**ASSIGNMENT:**
A word-for-word restatement of the data is what is needed.

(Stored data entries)
*** Begin section ***

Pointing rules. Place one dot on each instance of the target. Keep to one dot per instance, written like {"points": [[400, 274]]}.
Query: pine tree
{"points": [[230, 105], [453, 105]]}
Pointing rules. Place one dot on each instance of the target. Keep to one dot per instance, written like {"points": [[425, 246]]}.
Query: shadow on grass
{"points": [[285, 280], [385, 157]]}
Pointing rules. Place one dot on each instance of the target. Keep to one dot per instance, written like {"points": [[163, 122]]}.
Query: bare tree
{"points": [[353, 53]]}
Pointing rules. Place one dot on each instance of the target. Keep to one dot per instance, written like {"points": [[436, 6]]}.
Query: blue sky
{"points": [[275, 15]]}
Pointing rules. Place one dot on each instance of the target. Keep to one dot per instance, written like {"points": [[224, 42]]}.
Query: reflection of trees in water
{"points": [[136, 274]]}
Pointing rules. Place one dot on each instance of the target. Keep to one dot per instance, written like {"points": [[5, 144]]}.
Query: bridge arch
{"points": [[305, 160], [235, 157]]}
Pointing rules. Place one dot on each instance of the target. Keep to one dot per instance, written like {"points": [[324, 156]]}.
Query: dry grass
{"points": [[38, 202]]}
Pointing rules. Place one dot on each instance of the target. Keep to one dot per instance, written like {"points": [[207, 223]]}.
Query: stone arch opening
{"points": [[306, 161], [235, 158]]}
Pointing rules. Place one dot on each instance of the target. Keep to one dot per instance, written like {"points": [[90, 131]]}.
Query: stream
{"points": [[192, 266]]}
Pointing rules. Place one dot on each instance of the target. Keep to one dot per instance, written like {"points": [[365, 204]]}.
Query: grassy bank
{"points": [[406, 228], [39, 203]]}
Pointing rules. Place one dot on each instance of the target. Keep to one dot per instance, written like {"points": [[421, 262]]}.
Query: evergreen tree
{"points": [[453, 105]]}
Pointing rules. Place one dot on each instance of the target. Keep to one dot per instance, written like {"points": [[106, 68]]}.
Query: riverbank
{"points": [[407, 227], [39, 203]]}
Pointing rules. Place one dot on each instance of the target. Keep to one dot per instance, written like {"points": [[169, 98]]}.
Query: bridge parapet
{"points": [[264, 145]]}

*** End section ***

**WRITTEN SOLUTION:**
Pointing rules. Place one dot on each instance of the target. Keep to one dot per instance, written like {"points": [[400, 274]]}.
Query: pine tree
{"points": [[230, 105], [453, 105]]}
Pointing rules. Place one dot on each instance of the target. Keep to one dot per instance, written like {"points": [[425, 246]]}.
Query: shadow on grass
{"points": [[285, 280], [385, 157]]}
Pointing rules. Place one dot on each instance of the target. Keep to one dot per instance, written like {"points": [[163, 122]]}.
Query: bare tree
{"points": [[353, 53]]}
Pointing rules. Place one dot on each instance of the target. Keep to one dot per instance, written like {"points": [[436, 6]]}.
Query: blue sky
{"points": [[275, 15]]}
Pointing rules. Place one dot on each instance of the target. Keep to one dot per instance, written like {"points": [[224, 42]]}.
Query: reflection of trees in water
{"points": [[136, 274]]}
Pointing rules. Place one dot on each instance of the target. Keep to one dot per instance, written like {"points": [[5, 144]]}.
Query: bridge arch
{"points": [[305, 160], [235, 157]]}
Pointing rules. Place one dot on each instance of the target. Keep to one dot per instance, written like {"points": [[324, 156]]}.
Query: dry grass
{"points": [[38, 202]]}
Pointing rules. Place one dot on each instance of the target. Keep to one dot per instance, written like {"points": [[207, 223]]}.
Query: stone arch opening
{"points": [[306, 161], [235, 158]]}
Pointing rules. Place one dot on each instance of the target. Keep to one dot per instance, written like {"points": [[90, 131]]}.
Query: stream
{"points": [[192, 266]]}
Pointing rules. Place one dot on each instance of the target. Keep to one dot per instance, written like {"points": [[365, 204]]}.
Query: grassy bank
{"points": [[406, 228], [39, 203]]}
Pointing rules. Place one dot on each instance of the target. Keep to one dot per instance, written like {"points": [[421, 262]]}.
Query: evergreen tree
{"points": [[453, 105]]}
Pointing rules. Place one dot on each instance of the target. Keep to one dot per instance, written like {"points": [[106, 68]]}.
Query: riverbank
{"points": [[407, 227], [39, 203]]}
Pointing rules. Place one dot on each instance of the target. Keep to one dot per instance, written like {"points": [[169, 98]]}.
Query: bridge parapet
{"points": [[264, 145]]}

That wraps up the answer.